Exercise goal: Once the pictures are set aside, copy everything else in the records exactly.

Data to process:
»»
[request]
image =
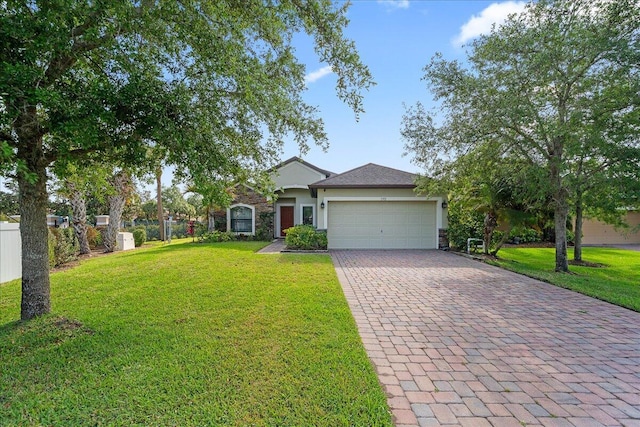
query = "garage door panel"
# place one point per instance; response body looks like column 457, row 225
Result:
column 381, row 225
««
Response area:
[request]
image =
query = "garage door panel"
# place one point per instance; response body looks like column 457, row 225
Result:
column 381, row 225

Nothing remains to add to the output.